--- Directions ---
Pick out every line in the material below that contains the word "tree", and copy each one in full. Only matches with the same letter case count.
________________
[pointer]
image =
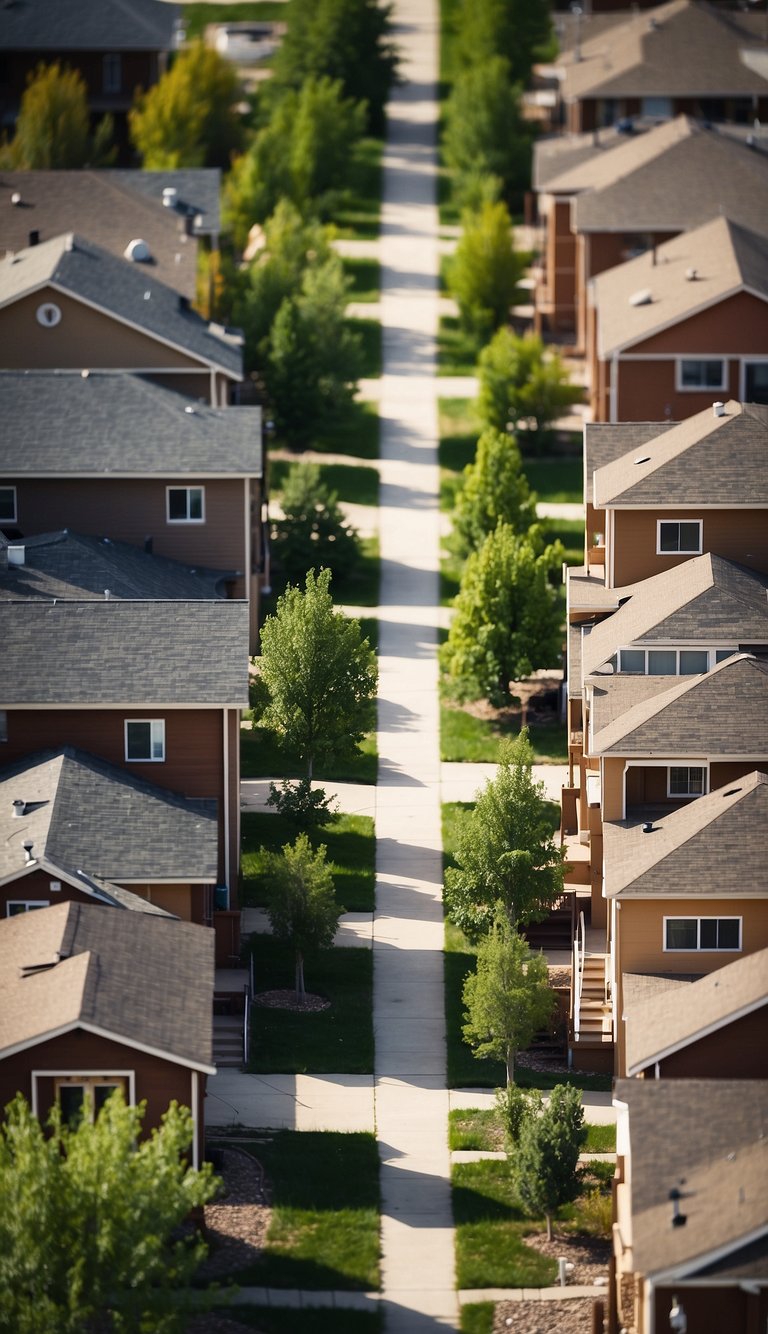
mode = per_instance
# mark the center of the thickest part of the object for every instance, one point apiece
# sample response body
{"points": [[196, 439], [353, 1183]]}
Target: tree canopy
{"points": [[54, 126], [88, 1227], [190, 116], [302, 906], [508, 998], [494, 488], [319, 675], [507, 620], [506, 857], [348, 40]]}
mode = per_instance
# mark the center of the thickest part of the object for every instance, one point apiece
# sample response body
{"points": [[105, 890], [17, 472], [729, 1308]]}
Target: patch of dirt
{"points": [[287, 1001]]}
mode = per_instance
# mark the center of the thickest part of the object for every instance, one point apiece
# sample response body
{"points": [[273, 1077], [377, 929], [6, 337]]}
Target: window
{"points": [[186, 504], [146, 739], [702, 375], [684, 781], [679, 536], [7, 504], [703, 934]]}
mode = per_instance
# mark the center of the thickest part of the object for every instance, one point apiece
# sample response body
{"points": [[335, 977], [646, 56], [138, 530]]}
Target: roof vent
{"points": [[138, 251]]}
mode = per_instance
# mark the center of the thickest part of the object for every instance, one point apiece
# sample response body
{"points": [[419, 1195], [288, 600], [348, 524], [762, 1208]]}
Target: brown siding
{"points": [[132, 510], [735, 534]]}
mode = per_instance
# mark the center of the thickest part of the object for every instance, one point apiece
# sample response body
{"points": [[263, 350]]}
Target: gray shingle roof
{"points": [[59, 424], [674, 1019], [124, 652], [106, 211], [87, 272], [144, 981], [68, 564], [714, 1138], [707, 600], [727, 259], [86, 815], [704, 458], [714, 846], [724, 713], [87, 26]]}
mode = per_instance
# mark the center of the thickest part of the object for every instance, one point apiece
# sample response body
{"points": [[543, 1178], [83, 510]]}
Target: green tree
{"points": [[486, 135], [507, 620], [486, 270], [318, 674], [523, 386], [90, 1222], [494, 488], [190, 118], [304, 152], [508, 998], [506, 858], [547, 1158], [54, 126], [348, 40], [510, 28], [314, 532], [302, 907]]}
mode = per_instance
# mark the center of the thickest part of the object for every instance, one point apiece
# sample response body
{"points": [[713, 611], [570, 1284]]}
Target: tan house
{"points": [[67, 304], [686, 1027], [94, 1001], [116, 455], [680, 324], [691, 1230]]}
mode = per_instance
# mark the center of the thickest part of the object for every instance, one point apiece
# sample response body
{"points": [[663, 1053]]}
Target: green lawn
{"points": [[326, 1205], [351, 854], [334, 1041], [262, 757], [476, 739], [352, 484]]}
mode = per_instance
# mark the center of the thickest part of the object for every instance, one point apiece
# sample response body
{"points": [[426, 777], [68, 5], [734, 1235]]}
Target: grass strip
________________
--- Task result ---
Target: tree canopy
Target: green tree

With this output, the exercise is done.